++++ Given information

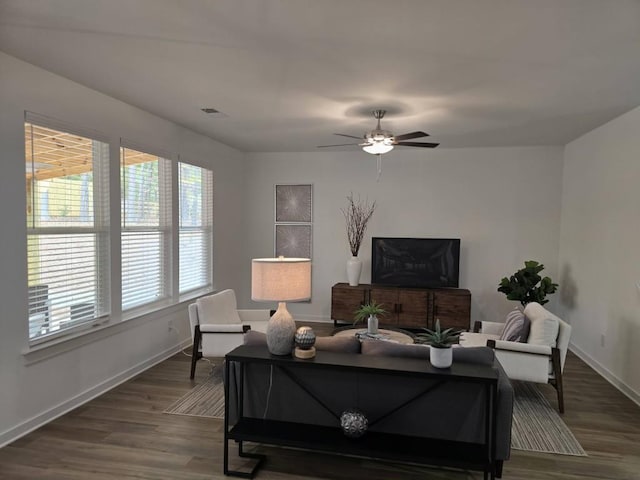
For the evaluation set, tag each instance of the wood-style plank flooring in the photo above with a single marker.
(123, 434)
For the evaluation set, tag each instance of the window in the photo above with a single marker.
(67, 227)
(195, 186)
(146, 228)
(165, 230)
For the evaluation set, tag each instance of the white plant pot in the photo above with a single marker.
(354, 269)
(372, 325)
(441, 357)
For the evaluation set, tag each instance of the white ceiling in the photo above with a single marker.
(290, 73)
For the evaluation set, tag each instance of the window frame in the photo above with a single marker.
(100, 230)
(206, 227)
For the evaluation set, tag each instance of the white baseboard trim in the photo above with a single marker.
(605, 373)
(47, 416)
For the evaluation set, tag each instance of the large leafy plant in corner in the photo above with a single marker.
(526, 285)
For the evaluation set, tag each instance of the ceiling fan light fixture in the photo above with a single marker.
(377, 148)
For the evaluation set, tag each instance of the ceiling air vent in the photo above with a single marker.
(213, 112)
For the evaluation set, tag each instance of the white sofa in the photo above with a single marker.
(540, 359)
(217, 326)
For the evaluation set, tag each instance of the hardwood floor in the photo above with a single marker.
(123, 435)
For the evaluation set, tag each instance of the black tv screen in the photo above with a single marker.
(415, 262)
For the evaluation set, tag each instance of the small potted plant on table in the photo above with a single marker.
(370, 311)
(439, 341)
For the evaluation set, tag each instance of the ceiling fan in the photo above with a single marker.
(378, 141)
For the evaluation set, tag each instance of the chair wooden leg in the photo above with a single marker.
(557, 372)
(195, 354)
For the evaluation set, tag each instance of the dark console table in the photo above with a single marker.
(406, 307)
(375, 445)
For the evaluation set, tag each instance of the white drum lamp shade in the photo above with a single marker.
(281, 280)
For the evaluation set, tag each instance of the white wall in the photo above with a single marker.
(599, 249)
(504, 204)
(32, 392)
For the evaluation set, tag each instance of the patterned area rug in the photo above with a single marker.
(537, 427)
(205, 400)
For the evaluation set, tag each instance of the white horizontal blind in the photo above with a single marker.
(195, 185)
(146, 227)
(67, 227)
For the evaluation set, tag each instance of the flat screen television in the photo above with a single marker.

++++++++

(Exercise goal)
Extract the data above word for word, beginning with the line that contains "For the evaluation set, tag each instance of the white baseboard" and ending with the last line of the data.

(Solution to this problem)
For the evaluation set, tag each instance of the white baseboard trim in the photo above with a single marker.
(605, 373)
(47, 416)
For the evaluation set, tag each instance of the large leafy plant in corner in the photo above with a single marker.
(526, 285)
For the evaluation set, tag each instance of the ceiling fan light fixture in the photo above with a single marker.
(377, 148)
For the evaluation set, tag each instance of the ceiling air vent in the photo above with a single marker.
(213, 112)
For the evaluation set, tag each instance of the white sofa in the photo above with a single marker.
(540, 359)
(217, 326)
For the evaluation set, tag each instance of the hardwood floor in the photo above with a single marker.
(123, 435)
For the evaluation set, tag each instance of the black tv screen in the photo above with a single marker.
(415, 262)
For the evaluation set, tag each instance of the small potted plant on table in the photo above with a single marker.
(370, 311)
(439, 341)
For the evaluation set, tag each instance of the ceiling fan in the photo above with a single marker.
(378, 141)
For the evaluation set, tag each instance of the chair wooden leg in the photo above with a single marker.
(557, 372)
(195, 354)
For the evaluation set, tag each instance of the dark console table in the photo above with a single marker.
(406, 307)
(375, 445)
For the evaluation set, tag each instance of the white drum lamp shade in the photo above with a single marker.
(281, 280)
For the evaluation set, tag each instance of the white wall in the photo above with a single marker.
(599, 249)
(504, 204)
(32, 392)
For the evaluation set, tag each instance of the patterned area rug in the photo above with a single marker.
(537, 427)
(205, 400)
For the evaluation set, tag each instance of the white horizontal blind in the photo above with a single marker.
(195, 185)
(146, 227)
(67, 227)
For the evaluation set, tag each instance of the flat screen television in the photo above with a single marker.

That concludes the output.